## Detection annotation records
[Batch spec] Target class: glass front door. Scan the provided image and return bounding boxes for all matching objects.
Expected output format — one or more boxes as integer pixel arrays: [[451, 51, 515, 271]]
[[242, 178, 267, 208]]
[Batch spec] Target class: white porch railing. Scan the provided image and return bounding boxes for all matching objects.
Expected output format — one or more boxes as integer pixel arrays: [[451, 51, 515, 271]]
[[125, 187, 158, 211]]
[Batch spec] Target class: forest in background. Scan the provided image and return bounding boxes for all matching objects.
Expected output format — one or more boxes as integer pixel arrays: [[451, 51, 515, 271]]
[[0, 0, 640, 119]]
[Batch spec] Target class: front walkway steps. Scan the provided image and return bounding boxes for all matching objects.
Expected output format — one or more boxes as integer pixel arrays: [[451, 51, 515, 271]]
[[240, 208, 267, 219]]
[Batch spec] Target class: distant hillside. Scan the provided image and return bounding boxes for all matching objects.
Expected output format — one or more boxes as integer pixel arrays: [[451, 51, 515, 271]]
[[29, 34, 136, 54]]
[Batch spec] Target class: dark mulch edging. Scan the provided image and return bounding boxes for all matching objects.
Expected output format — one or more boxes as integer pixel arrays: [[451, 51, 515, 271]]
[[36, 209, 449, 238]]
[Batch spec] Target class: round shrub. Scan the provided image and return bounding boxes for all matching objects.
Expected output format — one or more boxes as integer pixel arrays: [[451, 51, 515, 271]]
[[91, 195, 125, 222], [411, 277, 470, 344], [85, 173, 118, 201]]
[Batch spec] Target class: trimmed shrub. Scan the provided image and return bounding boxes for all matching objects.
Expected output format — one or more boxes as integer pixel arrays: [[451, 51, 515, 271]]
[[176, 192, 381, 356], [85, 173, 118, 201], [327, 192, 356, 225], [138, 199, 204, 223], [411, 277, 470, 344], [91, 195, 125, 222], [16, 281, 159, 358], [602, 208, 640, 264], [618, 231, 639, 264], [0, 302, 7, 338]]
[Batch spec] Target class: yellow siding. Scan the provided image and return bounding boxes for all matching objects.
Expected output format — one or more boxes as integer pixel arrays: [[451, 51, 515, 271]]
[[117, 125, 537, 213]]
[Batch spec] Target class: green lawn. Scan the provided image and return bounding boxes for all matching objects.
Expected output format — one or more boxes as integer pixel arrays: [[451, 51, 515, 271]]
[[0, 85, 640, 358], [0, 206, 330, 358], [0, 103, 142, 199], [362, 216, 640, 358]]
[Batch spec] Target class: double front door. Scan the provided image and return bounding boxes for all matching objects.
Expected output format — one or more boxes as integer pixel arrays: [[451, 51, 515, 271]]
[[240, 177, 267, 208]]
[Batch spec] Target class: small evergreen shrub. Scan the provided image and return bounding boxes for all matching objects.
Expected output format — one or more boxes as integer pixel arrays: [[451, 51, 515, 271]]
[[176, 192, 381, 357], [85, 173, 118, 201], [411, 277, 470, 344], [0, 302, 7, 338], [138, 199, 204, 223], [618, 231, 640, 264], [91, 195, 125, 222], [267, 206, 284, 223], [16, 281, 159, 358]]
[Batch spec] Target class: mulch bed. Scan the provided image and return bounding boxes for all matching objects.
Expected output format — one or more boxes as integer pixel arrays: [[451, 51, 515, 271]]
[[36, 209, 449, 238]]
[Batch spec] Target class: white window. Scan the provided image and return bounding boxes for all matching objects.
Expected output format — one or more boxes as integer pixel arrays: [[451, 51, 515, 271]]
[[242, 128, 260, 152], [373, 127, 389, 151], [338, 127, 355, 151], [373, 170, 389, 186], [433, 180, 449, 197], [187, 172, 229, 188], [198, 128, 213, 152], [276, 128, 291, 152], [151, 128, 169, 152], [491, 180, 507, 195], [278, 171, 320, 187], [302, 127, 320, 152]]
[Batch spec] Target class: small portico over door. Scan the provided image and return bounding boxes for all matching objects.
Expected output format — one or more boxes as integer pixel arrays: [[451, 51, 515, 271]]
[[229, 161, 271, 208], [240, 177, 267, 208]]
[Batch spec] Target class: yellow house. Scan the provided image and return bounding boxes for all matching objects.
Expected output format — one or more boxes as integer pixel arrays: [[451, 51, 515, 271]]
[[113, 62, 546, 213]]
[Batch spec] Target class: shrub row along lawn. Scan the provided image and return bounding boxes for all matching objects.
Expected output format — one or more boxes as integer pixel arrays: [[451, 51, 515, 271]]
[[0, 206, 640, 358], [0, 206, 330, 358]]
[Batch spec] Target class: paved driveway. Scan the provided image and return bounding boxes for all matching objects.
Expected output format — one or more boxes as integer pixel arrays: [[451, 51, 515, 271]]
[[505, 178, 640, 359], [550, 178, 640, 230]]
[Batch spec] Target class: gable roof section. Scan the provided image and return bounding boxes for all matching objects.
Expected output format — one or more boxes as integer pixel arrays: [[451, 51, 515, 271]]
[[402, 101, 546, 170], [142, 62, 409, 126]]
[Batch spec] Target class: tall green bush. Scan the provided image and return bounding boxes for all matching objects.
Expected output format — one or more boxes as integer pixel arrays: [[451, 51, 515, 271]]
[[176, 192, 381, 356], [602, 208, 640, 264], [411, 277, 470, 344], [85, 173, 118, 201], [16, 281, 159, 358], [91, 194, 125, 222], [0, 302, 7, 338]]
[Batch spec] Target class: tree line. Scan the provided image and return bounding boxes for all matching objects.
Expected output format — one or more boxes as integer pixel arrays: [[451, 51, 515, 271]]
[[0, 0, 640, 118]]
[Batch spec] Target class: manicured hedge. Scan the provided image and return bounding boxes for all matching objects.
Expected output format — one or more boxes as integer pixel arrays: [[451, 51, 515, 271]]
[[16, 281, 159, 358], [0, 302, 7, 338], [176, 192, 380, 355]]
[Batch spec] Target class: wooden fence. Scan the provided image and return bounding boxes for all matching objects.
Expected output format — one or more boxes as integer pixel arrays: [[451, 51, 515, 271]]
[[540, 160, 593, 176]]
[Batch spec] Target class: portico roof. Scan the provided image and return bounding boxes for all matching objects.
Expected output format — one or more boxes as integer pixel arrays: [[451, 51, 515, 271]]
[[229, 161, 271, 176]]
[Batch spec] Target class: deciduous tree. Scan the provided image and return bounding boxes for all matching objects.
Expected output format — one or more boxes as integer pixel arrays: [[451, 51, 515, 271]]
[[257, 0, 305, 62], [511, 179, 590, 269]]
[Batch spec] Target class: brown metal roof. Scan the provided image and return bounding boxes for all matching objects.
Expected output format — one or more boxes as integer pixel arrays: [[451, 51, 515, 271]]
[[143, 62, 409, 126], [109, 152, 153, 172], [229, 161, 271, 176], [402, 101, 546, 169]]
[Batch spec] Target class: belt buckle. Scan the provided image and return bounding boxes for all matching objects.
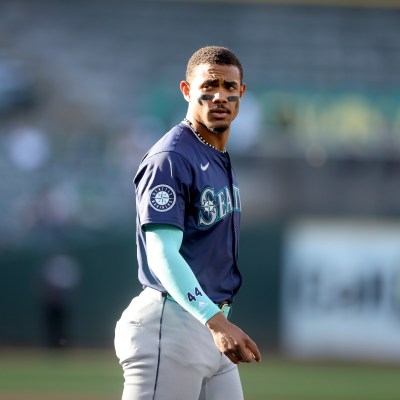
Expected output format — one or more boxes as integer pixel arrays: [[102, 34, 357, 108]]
[[220, 303, 232, 319]]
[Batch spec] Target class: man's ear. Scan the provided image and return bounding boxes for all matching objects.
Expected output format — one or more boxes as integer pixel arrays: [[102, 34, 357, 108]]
[[239, 83, 246, 100], [179, 81, 190, 103]]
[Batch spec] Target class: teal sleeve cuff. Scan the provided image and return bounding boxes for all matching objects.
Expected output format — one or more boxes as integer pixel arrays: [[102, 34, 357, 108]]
[[146, 224, 221, 324]]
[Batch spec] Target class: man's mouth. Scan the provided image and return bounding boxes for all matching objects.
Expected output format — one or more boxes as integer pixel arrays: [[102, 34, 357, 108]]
[[210, 107, 230, 118]]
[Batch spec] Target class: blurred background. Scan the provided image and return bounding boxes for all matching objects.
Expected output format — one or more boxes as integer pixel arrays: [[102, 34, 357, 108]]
[[0, 0, 400, 396]]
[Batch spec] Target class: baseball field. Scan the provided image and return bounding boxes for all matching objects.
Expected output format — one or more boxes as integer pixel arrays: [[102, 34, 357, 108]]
[[0, 348, 400, 400]]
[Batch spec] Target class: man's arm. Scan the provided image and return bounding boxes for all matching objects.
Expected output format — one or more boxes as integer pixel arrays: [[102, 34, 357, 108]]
[[146, 224, 261, 364]]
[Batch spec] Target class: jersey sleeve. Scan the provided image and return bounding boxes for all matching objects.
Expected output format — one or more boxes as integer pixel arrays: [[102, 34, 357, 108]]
[[134, 152, 191, 230]]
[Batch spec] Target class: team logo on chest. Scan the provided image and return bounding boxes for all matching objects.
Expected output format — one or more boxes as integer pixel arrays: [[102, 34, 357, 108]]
[[150, 185, 176, 212], [198, 185, 241, 226]]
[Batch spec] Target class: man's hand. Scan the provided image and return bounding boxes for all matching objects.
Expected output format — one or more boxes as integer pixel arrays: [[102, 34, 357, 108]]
[[206, 313, 261, 364]]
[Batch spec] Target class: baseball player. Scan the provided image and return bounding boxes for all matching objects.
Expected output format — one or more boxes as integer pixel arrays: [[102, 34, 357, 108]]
[[115, 46, 261, 400]]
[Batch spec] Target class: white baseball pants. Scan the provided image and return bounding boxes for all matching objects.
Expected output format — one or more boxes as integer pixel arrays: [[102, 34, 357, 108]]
[[115, 288, 243, 400]]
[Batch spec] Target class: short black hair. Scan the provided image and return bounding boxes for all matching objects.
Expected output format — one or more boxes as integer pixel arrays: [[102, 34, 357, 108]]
[[186, 46, 243, 83]]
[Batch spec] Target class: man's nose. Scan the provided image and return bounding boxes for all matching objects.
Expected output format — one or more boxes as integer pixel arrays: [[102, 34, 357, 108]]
[[213, 90, 228, 103]]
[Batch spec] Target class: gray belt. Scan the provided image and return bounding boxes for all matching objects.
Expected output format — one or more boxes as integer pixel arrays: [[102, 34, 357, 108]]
[[163, 293, 232, 318]]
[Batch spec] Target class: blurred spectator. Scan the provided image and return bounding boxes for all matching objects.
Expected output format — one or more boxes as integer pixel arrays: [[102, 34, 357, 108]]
[[8, 126, 50, 171], [42, 254, 80, 348]]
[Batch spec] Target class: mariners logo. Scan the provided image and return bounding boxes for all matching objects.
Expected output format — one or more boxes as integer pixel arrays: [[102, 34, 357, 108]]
[[150, 185, 176, 212]]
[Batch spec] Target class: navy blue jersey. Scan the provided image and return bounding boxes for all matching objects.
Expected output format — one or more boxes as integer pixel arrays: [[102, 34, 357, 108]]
[[134, 123, 242, 303]]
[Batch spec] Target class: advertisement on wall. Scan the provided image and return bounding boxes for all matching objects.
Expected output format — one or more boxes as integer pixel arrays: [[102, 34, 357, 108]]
[[282, 219, 400, 362]]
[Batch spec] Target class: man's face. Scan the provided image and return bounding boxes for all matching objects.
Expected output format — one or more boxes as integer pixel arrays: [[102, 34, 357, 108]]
[[181, 64, 246, 133]]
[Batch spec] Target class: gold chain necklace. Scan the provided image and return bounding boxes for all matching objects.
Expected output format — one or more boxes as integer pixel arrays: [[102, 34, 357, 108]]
[[184, 118, 226, 154]]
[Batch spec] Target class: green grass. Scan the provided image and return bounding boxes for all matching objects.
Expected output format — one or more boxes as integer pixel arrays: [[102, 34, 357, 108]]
[[0, 349, 400, 400]]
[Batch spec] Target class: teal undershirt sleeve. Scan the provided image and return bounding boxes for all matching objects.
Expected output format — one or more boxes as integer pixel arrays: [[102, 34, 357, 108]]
[[145, 224, 221, 324]]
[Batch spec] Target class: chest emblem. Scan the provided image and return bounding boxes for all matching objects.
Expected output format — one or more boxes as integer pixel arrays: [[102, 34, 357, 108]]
[[198, 185, 241, 226]]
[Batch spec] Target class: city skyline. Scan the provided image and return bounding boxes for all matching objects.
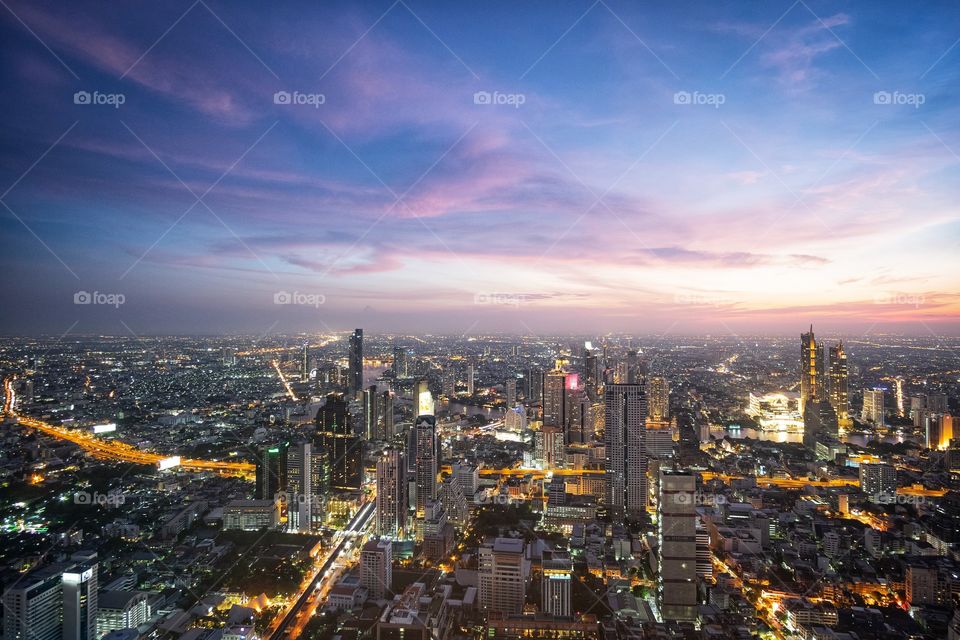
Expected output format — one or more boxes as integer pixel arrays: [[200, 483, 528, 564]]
[[0, 2, 960, 337]]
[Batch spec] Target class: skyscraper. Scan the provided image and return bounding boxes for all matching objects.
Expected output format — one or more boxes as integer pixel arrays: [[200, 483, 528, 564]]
[[376, 448, 408, 540], [604, 384, 647, 521], [477, 538, 530, 614], [414, 415, 439, 524], [317, 393, 363, 489], [541, 551, 573, 618], [254, 442, 287, 500], [800, 325, 826, 415], [646, 376, 670, 422], [830, 342, 851, 427], [657, 469, 697, 621], [348, 329, 363, 395], [63, 553, 99, 640]]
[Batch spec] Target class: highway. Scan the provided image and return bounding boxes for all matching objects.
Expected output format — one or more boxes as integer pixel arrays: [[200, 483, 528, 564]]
[[3, 378, 255, 476], [266, 501, 377, 640]]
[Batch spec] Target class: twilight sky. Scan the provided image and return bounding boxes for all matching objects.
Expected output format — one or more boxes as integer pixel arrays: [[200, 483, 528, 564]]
[[0, 0, 960, 335]]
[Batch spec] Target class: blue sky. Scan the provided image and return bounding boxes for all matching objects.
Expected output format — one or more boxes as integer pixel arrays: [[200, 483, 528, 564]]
[[0, 0, 960, 334]]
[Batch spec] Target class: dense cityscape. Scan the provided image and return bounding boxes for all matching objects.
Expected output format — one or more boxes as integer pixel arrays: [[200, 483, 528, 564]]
[[0, 327, 960, 640]]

## Exercise directions
Please retype the lines of the records above, starting at the line that contains "[Batch spec] Target class: front" and ending at the line that contains "173, 118, 201]]", with both of those lines included.

## Answer
[Batch spec] Target class: front walkway steps. Scan the provided image and return bounding boxes for all matching objects.
Expected output format — one or more boxes as integer pixel arrays: [[451, 51, 515, 271]]
[[240, 208, 267, 219]]
[Batch spec] Target class: distant hillside. Scan the provided image and return bounding boxes for all matching objects.
Expected output format — one or more boxes as integer pixel arrays: [[451, 51, 515, 271]]
[[29, 34, 136, 54]]
[Batch spec] Target class: dark mulch edging. Scan the provided image and return bounding boxes for all matching objects.
Expected output format — one or more boxes as integer pixel arrays: [[451, 51, 515, 271]]
[[36, 209, 449, 238]]
[Batch spec] Target class: round shrub. Scan the provided image and return bounding boxes for all matching objects.
Expected output format — one or more boxes as integer pixel arrays: [[451, 51, 515, 271]]
[[91, 195, 125, 222], [411, 277, 470, 344], [85, 173, 118, 201]]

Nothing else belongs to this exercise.